:: 제공된 글 ::
######

[codillity] kotlin - lesson2. OddOccurrencesInArray

A non-empty array A consisting of N integers is given. The array contains an odd number of elements, and each element of the array can be paired with another element that has the same value, except for one element that is left unpaired.

For example, in array A such that:

A[0] = 9 A[1] = 3 A[2] = 9 A[3] = 3 A[4] = 9 A[5] = 7 A[6] = 9

• the elements at indexes 0 and 2 have value 9,
• the elements at indexes 1 and 3 have value 3,
• the elements at indexes 4 and 6 have value 9,
• the element at index 5 has value 7 and is unpaired.

Write a function:

class Solution { public int solution(int[] A); }

that, given an array A consisting of N integers fulfilling the above conditions, returns the value of the unpaired element.

######

:: 데이터 행 ::
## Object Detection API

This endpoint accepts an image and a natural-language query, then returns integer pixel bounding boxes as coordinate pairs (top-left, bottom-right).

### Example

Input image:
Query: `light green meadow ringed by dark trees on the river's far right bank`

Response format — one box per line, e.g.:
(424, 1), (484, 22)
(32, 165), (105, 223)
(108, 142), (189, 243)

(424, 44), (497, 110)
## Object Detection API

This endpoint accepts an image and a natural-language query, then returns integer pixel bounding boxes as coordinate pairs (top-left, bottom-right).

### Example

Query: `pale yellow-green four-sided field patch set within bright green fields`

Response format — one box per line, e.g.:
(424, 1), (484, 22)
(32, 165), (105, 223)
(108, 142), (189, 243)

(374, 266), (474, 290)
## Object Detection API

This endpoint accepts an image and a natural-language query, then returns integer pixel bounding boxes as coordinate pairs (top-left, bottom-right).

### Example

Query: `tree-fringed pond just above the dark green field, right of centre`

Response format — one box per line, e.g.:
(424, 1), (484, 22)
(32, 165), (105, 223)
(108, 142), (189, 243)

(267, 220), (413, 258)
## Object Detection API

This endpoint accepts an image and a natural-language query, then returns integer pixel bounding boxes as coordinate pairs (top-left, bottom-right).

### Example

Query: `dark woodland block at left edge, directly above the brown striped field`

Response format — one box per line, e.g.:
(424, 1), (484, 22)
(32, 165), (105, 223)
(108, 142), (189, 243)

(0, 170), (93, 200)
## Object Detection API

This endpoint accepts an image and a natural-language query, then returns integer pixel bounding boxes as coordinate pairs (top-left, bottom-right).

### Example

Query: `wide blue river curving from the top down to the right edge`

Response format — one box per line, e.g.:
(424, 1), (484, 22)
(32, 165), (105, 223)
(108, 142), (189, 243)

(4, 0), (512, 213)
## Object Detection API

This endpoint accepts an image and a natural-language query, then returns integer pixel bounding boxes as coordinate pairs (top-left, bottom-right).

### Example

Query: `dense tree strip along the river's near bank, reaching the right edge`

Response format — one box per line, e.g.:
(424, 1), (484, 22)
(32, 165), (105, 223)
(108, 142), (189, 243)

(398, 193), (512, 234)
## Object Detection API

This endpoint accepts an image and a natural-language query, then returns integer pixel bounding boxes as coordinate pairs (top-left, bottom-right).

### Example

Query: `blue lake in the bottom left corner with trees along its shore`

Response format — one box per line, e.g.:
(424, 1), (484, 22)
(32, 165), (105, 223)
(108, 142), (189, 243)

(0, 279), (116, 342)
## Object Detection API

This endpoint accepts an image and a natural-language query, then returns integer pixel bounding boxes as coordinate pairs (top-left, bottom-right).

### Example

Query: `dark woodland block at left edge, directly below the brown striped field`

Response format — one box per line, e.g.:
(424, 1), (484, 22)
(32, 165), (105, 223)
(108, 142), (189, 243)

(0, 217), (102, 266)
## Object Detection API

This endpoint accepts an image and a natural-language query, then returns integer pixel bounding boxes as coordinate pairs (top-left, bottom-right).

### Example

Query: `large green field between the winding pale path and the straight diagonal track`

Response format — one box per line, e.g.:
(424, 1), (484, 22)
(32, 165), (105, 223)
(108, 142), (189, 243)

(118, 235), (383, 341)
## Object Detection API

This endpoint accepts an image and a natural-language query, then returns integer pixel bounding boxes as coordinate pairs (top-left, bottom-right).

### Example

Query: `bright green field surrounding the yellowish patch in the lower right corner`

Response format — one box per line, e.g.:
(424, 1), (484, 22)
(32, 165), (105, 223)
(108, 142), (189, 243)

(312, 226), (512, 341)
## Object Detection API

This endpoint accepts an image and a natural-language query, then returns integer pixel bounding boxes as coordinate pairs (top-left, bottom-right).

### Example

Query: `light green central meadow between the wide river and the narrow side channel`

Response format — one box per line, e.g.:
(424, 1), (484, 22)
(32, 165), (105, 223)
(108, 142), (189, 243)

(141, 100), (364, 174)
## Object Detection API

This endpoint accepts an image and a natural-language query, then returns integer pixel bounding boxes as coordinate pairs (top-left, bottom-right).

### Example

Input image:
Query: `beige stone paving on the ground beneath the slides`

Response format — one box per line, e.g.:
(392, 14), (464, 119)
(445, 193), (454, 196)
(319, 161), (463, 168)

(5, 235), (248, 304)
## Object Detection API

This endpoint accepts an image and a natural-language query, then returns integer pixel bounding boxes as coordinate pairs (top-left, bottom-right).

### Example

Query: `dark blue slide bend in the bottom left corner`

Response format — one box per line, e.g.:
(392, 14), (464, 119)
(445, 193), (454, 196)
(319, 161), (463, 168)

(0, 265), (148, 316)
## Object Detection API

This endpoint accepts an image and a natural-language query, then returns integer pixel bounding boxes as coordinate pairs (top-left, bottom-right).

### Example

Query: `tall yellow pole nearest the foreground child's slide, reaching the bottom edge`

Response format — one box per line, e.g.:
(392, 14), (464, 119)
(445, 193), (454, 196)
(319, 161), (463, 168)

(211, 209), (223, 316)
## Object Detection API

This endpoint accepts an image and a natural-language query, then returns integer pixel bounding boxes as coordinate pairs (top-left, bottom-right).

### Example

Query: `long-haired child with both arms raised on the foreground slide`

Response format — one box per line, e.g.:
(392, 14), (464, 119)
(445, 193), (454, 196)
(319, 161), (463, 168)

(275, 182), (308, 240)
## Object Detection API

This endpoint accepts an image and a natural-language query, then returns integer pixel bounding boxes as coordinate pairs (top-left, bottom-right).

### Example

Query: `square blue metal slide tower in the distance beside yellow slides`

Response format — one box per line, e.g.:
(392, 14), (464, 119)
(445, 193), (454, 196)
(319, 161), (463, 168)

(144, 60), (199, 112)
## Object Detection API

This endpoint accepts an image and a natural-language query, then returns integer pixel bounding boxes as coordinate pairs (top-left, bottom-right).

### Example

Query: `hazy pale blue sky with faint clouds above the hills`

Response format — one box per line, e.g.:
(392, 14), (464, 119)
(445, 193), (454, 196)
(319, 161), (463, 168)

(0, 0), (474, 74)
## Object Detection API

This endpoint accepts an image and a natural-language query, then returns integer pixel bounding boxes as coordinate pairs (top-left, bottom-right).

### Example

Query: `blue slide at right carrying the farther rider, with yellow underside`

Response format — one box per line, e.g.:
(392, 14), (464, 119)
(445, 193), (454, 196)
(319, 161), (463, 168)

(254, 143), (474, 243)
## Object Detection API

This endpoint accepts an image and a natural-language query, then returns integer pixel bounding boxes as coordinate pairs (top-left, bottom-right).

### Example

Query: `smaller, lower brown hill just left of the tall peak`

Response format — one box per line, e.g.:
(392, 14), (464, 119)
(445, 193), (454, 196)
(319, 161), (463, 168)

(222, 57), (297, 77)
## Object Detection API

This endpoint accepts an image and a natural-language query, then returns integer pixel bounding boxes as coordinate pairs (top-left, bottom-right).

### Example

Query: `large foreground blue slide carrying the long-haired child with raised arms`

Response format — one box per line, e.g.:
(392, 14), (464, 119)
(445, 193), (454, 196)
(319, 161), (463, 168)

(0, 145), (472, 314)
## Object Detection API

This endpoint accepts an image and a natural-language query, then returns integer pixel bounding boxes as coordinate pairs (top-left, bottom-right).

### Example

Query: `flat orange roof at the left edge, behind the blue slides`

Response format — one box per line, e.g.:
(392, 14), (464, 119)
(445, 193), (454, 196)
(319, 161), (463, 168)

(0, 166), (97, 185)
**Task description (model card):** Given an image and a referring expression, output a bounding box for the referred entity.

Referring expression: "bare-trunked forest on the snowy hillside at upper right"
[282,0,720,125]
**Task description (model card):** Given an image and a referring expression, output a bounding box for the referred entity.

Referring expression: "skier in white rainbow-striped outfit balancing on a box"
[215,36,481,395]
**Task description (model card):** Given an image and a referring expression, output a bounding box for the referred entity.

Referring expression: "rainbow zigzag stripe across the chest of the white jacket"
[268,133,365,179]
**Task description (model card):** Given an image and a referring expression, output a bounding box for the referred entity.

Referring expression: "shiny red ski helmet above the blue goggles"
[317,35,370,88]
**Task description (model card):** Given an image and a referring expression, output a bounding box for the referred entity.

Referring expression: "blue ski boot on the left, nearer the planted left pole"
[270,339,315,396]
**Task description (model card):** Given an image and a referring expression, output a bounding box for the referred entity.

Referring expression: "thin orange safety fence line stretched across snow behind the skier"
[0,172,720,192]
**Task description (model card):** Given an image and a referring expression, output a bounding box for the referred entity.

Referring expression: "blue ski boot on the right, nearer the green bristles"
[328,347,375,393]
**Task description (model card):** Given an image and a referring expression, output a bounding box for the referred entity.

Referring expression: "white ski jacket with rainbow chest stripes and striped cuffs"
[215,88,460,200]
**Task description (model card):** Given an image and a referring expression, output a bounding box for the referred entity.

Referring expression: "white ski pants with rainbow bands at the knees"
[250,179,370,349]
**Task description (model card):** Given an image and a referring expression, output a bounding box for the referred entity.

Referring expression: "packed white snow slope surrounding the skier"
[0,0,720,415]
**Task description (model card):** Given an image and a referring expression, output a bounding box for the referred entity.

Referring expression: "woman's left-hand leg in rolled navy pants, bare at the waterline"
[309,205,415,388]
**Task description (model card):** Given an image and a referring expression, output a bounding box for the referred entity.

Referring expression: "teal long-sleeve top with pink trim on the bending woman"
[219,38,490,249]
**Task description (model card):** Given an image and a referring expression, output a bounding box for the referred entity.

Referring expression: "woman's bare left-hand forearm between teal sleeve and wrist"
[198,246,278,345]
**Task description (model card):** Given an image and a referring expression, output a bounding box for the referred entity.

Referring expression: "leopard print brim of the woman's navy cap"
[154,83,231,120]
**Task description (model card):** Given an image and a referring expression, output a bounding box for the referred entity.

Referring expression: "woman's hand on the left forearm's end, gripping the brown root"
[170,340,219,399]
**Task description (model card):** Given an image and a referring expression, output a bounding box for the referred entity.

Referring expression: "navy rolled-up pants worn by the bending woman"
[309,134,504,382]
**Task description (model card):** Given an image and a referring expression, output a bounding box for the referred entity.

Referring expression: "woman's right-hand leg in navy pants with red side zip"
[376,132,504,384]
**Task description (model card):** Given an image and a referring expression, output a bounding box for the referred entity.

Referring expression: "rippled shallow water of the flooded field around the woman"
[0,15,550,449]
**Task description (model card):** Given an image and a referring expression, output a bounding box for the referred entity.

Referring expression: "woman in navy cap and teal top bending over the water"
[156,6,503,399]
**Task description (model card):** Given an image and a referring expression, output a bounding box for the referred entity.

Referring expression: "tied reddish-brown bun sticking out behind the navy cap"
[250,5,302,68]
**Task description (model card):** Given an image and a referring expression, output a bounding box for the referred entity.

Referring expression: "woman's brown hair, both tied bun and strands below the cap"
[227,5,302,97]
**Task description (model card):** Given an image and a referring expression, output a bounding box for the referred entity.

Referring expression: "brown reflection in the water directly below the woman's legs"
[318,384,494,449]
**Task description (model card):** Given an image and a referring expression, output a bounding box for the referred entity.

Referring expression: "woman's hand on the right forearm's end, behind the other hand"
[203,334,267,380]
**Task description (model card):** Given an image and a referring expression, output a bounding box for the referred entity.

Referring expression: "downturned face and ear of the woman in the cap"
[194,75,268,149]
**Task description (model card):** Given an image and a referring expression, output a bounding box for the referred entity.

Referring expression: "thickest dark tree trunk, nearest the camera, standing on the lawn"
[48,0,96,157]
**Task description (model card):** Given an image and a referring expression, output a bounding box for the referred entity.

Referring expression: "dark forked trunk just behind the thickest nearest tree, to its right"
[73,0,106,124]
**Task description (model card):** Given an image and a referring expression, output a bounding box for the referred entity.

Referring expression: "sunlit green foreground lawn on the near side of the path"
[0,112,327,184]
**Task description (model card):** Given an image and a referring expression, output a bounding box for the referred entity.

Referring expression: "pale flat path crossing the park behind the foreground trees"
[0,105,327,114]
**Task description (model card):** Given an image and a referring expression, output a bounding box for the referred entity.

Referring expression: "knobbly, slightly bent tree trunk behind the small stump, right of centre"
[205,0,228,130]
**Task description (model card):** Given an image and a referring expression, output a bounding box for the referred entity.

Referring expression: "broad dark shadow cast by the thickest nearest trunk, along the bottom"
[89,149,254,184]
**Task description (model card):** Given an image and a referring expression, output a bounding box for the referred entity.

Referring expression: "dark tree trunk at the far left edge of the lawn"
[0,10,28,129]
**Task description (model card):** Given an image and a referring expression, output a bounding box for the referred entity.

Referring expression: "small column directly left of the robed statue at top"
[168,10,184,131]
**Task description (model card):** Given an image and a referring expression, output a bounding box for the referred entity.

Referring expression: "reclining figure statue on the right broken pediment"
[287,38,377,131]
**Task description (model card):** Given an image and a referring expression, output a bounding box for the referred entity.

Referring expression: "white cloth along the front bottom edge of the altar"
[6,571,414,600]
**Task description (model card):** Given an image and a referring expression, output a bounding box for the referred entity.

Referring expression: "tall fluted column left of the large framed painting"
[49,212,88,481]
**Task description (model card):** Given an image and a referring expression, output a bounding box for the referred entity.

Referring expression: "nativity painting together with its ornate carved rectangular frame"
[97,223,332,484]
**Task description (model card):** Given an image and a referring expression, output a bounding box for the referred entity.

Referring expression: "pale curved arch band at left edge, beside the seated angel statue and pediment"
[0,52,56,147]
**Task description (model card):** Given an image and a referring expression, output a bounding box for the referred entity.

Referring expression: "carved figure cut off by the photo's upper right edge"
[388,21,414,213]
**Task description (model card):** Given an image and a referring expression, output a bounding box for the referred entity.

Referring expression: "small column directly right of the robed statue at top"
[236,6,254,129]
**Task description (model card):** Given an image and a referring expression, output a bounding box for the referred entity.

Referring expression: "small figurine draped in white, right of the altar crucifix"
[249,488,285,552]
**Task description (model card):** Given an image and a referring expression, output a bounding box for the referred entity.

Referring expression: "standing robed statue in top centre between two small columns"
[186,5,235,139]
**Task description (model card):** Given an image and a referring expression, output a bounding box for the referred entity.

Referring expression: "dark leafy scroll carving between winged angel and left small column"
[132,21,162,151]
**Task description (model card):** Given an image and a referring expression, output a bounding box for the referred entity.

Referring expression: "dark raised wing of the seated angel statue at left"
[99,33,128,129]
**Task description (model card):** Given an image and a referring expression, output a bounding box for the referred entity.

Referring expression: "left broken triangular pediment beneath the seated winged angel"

######

:: 과제 ::
제공된 글에서 "A[0] = 9 A[1]"부터 아래로 "and is unpaired."까지 전부 한 글자도 바꾸지 말고 옮겨 적으세요. 위에 있는 행들은 여기서 아무런 역할도 하지 않습니다.

:: 과제 풀이 ::
A[0] = 9 A[1] = 3 A[2] = 9 A[3] = 3 A[4] = 9 A[5] = 7 A[6] = 9

• the elements at indexes 0 and 2 have value 9,
• the elements at indexes 1 and 3 have value 3,
• the elements at indexes 4 and 6 have value 9,
• the element at index 5 has value 7 and is unpaired.